=== WORK REQUIRED ===
Pick out every line of the records below that contains the word "stone", treating uppercase and lowercase as different.

=== STORED ROWS ===
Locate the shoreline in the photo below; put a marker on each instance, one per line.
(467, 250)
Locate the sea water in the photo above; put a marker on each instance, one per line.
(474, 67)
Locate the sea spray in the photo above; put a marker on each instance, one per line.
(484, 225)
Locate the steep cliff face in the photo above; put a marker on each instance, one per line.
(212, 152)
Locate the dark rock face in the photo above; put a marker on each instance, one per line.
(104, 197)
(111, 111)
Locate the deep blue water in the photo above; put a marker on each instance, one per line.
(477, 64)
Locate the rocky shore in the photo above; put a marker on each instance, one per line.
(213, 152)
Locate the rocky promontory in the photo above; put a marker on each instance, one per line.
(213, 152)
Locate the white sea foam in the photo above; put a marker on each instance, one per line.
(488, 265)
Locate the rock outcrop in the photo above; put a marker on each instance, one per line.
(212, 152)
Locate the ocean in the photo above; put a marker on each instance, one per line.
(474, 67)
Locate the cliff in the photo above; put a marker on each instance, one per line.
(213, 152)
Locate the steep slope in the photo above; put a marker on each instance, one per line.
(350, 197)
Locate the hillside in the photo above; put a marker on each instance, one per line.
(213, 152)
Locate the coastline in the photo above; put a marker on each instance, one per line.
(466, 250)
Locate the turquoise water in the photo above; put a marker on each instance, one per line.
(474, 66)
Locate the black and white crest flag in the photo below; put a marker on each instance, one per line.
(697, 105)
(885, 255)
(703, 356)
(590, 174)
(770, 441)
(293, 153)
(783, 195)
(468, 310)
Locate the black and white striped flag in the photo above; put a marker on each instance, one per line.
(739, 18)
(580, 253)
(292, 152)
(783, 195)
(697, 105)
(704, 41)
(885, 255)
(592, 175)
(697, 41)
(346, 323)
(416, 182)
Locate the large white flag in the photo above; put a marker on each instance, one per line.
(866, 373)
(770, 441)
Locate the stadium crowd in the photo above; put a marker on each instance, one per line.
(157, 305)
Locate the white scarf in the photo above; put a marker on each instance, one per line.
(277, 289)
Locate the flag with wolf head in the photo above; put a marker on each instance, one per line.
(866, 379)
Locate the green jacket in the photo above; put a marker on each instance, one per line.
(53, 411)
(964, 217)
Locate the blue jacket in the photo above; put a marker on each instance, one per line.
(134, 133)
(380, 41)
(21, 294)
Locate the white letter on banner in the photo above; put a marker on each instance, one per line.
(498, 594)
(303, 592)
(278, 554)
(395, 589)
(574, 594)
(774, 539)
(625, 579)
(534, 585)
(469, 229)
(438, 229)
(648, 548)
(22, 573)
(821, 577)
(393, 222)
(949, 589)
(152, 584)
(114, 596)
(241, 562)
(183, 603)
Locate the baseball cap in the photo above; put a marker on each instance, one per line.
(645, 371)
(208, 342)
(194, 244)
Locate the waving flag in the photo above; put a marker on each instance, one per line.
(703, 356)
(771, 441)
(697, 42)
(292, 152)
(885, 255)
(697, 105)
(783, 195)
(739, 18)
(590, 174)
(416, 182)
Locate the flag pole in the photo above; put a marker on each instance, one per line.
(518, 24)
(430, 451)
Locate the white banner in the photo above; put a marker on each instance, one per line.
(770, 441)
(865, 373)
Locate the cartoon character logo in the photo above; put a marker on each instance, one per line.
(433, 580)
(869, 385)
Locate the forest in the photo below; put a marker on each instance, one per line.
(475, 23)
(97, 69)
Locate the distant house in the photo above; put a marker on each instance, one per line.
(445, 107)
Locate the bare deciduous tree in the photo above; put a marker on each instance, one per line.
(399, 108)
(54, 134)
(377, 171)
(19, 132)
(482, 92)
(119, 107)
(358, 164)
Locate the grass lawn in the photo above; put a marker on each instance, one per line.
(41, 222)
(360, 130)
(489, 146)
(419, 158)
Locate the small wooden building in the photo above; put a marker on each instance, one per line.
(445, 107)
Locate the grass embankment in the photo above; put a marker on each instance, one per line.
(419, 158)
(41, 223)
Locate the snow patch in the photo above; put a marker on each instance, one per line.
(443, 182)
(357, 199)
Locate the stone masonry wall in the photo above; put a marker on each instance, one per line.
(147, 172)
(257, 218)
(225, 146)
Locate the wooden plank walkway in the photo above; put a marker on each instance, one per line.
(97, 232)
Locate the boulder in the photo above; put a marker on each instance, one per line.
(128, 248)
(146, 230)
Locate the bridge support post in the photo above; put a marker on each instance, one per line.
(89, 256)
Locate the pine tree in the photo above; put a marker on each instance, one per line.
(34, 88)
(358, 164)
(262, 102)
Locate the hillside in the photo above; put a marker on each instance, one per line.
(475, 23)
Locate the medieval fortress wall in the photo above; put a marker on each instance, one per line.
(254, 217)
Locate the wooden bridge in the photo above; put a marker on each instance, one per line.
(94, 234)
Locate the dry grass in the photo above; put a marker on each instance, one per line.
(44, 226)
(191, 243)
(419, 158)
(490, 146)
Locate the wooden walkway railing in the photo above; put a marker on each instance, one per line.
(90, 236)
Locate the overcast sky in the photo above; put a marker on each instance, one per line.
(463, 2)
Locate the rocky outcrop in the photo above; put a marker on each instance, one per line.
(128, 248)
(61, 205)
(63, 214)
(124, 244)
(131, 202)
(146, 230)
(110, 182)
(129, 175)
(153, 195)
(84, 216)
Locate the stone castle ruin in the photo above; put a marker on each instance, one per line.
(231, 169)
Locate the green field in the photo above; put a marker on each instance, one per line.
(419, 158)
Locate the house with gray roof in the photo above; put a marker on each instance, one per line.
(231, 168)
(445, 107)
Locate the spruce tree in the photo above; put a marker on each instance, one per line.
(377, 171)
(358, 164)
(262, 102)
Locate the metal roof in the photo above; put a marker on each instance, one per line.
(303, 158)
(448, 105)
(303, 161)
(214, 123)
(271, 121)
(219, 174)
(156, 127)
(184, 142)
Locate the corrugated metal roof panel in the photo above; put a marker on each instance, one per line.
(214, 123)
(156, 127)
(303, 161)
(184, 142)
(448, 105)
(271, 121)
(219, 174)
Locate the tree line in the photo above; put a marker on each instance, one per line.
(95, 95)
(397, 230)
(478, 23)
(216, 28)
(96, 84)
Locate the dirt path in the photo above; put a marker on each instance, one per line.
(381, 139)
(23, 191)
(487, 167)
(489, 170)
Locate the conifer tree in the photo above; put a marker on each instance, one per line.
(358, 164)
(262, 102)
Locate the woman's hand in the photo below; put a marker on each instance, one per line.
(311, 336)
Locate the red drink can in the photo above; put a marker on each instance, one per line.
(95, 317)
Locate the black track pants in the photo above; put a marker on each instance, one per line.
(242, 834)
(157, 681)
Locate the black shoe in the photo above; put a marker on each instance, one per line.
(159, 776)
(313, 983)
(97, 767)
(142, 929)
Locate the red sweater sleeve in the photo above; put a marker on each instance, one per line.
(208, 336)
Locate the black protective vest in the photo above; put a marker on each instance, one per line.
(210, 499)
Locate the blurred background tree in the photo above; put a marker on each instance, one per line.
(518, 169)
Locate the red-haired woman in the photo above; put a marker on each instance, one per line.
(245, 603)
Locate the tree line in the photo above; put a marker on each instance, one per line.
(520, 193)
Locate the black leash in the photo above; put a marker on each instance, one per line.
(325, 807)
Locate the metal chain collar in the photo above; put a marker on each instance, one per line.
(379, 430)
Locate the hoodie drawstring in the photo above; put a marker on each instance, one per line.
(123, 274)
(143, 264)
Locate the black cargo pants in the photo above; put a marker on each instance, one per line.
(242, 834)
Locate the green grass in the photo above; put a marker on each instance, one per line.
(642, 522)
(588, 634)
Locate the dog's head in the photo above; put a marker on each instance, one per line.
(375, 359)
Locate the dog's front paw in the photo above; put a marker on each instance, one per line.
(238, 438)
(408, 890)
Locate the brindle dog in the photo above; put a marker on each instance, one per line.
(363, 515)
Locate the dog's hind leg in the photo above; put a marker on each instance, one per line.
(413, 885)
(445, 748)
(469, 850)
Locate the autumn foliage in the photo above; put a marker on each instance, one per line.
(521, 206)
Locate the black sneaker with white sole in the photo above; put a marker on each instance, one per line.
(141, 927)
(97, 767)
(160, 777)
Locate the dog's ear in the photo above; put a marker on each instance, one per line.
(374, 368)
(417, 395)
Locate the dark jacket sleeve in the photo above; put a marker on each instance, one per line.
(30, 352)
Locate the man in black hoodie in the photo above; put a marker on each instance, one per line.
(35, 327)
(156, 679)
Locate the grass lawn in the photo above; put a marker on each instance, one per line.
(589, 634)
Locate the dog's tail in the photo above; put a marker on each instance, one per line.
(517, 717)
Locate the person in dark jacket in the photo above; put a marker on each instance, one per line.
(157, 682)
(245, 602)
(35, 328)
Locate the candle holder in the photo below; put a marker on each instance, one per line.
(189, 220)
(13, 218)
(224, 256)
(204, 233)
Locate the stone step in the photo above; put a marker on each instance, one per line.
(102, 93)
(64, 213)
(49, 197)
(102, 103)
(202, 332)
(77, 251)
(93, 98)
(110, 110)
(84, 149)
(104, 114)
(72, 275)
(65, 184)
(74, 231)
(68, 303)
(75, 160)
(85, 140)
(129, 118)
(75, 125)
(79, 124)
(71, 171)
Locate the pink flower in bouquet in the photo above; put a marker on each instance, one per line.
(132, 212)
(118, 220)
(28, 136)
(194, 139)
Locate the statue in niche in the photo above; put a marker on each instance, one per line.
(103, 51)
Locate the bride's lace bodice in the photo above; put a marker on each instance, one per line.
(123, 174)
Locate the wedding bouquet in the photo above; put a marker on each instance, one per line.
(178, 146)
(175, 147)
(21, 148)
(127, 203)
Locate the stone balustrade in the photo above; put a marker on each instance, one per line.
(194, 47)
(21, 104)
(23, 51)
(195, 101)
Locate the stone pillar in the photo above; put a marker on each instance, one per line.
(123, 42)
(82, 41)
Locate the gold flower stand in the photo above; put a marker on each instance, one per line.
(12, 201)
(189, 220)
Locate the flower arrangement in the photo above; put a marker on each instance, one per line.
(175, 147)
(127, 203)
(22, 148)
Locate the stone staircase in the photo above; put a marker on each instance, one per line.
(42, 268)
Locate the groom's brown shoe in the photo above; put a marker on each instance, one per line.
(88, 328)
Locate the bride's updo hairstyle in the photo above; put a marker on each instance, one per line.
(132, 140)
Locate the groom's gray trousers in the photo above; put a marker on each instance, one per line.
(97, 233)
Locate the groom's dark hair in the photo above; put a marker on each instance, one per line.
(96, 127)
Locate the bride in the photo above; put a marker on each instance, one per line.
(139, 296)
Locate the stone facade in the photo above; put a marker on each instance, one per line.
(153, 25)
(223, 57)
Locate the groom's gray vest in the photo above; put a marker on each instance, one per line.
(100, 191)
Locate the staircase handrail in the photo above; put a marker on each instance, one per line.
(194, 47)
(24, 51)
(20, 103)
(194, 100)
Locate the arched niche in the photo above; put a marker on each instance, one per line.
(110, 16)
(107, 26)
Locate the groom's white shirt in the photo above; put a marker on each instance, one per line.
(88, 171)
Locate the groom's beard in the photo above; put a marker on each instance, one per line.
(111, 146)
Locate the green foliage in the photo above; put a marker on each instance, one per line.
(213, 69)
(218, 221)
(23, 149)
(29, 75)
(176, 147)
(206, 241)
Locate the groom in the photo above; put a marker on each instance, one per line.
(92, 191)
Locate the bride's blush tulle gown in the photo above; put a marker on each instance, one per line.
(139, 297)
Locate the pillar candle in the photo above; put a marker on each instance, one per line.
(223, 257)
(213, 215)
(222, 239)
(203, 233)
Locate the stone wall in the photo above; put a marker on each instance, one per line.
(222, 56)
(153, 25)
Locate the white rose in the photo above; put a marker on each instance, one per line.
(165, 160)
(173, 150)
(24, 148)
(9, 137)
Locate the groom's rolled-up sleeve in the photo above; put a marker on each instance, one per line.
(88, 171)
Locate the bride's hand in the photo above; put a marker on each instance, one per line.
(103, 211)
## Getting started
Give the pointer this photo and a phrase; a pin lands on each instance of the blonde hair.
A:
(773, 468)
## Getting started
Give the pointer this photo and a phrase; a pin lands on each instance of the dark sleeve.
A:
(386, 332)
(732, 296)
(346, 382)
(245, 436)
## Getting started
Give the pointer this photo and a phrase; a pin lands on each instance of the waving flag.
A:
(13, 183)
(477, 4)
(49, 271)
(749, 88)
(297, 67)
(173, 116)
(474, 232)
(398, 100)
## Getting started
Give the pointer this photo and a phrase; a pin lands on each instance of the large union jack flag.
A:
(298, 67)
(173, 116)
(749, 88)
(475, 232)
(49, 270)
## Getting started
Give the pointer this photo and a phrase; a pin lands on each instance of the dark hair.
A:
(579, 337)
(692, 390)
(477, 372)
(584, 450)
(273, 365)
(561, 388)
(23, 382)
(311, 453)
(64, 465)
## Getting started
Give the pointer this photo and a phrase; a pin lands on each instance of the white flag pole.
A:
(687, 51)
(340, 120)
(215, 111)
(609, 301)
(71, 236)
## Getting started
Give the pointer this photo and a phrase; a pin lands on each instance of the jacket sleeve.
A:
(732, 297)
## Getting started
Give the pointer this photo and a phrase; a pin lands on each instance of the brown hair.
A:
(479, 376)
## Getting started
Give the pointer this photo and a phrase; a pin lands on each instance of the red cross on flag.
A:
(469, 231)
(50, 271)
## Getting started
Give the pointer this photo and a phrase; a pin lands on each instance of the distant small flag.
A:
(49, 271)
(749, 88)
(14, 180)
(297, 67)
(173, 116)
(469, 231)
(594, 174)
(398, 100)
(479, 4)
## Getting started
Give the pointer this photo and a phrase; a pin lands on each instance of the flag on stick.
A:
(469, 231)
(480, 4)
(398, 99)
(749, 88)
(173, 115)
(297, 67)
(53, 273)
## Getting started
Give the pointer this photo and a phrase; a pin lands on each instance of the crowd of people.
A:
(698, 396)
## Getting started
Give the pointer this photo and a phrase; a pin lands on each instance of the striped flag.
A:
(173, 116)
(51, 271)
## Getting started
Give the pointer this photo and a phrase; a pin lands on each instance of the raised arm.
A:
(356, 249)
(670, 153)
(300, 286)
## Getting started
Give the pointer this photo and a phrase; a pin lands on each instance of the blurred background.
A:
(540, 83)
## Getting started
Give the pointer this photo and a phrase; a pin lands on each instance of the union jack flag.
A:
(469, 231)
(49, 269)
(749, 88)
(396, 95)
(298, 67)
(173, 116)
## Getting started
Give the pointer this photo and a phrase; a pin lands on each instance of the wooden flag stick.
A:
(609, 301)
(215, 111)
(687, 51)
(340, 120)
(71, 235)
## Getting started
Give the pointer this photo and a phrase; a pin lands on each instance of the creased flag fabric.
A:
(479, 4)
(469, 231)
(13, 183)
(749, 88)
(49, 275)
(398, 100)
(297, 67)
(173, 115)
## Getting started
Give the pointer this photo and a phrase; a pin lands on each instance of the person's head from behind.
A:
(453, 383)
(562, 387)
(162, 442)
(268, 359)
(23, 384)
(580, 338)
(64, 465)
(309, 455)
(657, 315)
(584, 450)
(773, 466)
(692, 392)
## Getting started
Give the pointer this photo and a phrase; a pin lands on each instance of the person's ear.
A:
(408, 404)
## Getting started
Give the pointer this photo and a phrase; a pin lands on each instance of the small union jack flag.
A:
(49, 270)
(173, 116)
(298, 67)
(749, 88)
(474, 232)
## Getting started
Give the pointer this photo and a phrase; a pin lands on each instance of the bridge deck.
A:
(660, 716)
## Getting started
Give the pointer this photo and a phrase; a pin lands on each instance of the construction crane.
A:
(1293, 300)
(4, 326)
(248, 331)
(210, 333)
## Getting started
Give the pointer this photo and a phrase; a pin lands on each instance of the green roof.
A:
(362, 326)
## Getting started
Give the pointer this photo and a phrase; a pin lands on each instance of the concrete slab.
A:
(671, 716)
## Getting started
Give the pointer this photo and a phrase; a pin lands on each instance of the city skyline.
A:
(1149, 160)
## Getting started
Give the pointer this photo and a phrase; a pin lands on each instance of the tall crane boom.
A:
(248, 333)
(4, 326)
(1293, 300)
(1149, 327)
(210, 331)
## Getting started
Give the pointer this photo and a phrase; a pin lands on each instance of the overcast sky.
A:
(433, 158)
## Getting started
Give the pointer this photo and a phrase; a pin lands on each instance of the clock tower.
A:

=== ANSWER ===
Locate the stone masonry wall in the photo above; put a marker on each instance, one per line.
Locate the stone castle ruin in the photo above; put a marker on each instance, one per line.
Locate the stone step in the photo above; put a marker on each instance, one per line.
Locate the stone balustrade in the photo above; put a marker on each instance, one per line.
Locate the stone pillar in the photo above; put a marker on each instance, one per line.
Locate the stone staircase in the photo above; put a marker on each instance, one per line.
Locate the stone facade in the photo above; put a marker on each instance, one per line.
Locate the stone wall in the photo above; put a marker on each instance, one per line.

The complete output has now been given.